» **YOUR OBJECTIVE**: Starting at the line containing "Annotate the white" and ending with the line containing "<point>202,155</point>", rewrite each line of the records as an item in a numbered list, leaving out blank lines.
---- ENTRIES PROVIDED
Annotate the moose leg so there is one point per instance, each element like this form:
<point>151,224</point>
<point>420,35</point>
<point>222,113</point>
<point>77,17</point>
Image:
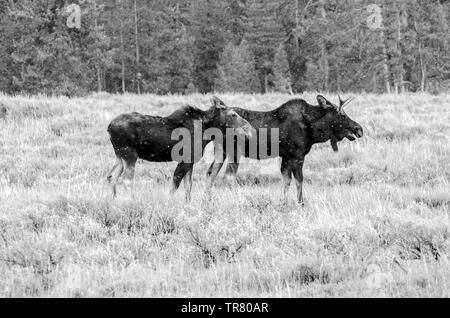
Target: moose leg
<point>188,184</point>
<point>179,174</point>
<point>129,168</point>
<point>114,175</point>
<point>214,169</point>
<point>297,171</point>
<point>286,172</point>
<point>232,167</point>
--------
---- ENTRIES PROVIDED
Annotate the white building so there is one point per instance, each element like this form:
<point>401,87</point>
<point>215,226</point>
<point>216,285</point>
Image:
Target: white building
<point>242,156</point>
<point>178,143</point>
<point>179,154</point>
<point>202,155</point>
--------
» **RIGHT ANSWER**:
1. Annotate the white building so there is one point per instance, each element like this form:
2. <point>401,87</point>
3. <point>215,226</point>
4. <point>216,285</point>
5. Image:
6. Target: white building
7. <point>242,156</point>
8. <point>178,143</point>
9. <point>179,154</point>
10. <point>202,155</point>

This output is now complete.